**WHAT THE TASK ASKS**
Convert the data, from its first line through the line that contains "(1074, 758)", into a Markdown table with the columns Row and Line, giving each line a row number and skipping blank lines. Include no lines after that point.

**DATA EXCERPTS**

******************************

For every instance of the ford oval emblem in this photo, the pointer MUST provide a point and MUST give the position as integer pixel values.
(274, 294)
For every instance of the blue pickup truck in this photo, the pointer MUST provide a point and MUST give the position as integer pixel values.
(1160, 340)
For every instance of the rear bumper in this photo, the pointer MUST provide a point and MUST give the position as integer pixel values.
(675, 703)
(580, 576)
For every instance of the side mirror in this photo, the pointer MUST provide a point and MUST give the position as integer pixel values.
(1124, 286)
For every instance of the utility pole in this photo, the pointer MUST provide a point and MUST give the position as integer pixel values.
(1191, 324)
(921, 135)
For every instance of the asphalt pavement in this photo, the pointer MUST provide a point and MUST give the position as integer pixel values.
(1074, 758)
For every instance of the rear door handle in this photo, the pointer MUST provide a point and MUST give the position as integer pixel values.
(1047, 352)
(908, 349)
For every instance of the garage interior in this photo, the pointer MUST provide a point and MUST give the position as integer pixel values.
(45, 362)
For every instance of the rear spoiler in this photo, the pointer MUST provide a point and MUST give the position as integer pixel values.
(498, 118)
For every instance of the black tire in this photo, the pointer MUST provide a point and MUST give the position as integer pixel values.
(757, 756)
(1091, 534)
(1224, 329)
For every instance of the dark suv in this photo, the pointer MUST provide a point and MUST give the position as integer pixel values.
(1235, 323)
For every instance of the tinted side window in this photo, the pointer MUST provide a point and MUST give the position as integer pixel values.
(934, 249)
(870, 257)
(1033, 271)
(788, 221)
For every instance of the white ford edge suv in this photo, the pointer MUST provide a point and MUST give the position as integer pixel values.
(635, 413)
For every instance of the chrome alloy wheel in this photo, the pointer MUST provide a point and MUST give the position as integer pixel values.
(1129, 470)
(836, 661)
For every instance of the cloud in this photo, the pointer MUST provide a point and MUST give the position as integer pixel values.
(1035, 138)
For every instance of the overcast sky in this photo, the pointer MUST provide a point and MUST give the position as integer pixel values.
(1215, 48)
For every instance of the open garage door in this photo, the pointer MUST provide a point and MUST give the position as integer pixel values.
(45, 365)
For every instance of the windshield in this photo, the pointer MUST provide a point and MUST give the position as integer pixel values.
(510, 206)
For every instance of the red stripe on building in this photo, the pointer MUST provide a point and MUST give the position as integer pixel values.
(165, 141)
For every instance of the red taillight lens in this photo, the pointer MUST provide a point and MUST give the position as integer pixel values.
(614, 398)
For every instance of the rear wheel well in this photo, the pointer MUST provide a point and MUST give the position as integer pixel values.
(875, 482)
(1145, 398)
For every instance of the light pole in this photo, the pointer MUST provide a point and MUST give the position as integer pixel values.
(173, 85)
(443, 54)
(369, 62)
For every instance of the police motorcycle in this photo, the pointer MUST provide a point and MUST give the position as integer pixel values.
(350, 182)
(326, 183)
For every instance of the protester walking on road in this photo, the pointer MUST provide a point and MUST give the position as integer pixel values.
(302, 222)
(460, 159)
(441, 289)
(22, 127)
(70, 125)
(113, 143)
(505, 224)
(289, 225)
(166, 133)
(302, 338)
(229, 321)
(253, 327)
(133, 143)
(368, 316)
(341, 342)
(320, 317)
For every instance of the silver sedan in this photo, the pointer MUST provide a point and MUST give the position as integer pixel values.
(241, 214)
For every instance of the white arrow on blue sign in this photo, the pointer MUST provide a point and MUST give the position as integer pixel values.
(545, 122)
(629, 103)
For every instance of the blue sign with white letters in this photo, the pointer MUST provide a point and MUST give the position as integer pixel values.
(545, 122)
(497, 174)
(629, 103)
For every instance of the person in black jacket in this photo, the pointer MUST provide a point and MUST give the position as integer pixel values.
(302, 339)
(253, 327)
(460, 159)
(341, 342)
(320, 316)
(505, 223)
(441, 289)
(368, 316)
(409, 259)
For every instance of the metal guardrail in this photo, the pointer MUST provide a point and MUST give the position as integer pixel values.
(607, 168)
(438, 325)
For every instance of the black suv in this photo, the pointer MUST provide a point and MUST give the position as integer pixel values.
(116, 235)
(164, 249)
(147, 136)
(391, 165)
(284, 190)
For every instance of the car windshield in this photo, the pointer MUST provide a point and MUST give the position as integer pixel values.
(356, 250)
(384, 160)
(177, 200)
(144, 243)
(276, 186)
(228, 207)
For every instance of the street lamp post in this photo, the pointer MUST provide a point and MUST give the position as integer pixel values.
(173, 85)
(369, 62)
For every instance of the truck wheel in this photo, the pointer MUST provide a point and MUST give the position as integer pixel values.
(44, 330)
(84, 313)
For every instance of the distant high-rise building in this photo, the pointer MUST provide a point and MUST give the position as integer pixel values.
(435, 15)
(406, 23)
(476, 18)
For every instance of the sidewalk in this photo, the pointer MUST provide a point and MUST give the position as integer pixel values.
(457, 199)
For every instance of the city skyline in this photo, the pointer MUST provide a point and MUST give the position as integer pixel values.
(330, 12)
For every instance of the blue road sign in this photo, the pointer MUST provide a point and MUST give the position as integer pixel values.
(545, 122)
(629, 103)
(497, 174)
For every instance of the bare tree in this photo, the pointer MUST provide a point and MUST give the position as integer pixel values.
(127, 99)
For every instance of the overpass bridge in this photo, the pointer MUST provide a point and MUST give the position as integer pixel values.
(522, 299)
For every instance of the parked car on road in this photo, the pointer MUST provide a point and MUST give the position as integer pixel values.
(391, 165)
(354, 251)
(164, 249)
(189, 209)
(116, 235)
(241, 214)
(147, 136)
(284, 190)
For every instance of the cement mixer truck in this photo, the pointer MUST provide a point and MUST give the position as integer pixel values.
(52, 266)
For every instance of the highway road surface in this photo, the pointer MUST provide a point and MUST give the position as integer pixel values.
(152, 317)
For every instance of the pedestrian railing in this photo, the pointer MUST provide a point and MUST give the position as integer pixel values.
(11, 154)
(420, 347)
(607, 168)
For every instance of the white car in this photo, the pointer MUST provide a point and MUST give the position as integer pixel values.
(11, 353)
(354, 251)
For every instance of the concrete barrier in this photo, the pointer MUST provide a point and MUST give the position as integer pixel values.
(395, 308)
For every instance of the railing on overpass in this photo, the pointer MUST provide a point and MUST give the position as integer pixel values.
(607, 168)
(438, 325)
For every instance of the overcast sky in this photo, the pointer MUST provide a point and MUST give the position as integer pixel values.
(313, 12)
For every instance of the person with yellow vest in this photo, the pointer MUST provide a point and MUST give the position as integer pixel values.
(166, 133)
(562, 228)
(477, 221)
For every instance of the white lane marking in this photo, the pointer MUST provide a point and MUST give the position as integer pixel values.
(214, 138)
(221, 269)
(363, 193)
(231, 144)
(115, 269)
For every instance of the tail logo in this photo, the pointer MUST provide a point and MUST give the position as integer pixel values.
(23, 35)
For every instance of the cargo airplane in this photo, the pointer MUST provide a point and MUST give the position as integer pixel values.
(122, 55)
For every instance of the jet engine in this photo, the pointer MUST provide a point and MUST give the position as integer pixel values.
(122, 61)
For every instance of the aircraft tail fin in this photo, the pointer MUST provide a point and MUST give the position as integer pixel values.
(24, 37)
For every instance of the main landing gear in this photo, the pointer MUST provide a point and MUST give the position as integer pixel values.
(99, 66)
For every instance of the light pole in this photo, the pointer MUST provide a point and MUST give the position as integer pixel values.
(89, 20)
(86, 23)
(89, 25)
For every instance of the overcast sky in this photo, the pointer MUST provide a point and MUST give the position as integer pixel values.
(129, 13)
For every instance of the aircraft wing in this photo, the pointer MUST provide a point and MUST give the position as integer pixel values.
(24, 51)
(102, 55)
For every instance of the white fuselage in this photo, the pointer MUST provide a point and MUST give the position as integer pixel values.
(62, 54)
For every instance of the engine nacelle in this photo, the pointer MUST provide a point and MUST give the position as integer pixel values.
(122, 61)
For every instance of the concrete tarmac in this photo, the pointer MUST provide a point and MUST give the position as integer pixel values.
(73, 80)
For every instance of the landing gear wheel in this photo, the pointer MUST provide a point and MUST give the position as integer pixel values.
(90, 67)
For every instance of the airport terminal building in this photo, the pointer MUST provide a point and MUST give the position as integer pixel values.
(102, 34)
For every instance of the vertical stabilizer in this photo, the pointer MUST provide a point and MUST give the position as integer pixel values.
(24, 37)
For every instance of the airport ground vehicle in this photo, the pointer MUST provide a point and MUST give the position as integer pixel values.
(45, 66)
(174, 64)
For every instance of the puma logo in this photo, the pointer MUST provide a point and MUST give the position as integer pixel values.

******************************

**WRITTEN ANSWER**
| Row | Line |
|---|---|
| 1 | For every instance of the ford oval emblem in this photo, the pointer MUST provide a point and MUST give the position as integer pixel values. |
| 2 | (274, 294) |
| 3 | For every instance of the blue pickup truck in this photo, the pointer MUST provide a point and MUST give the position as integer pixel values. |
| 4 | (1160, 340) |
| 5 | For every instance of the rear bumper in this photo, the pointer MUST provide a point and MUST give the position as integer pixel values. |
| 6 | (675, 703) |
| 7 | (580, 576) |
| 8 | For every instance of the side mirror in this photo, the pointer MUST provide a point and MUST give the position as integer pixel values. |
| 9 | (1124, 286) |
| 10 | For every instance of the utility pole in this photo, the pointer MUST provide a point and MUST give the position as integer pixel values. |
| 11 | (1191, 324) |
| 12 | (921, 135) |
| 13 | For every instance of the asphalt pavement in this photo, the pointer MUST provide a point and MUST give the position as integer pixel values. |
| 14 | (1074, 758) |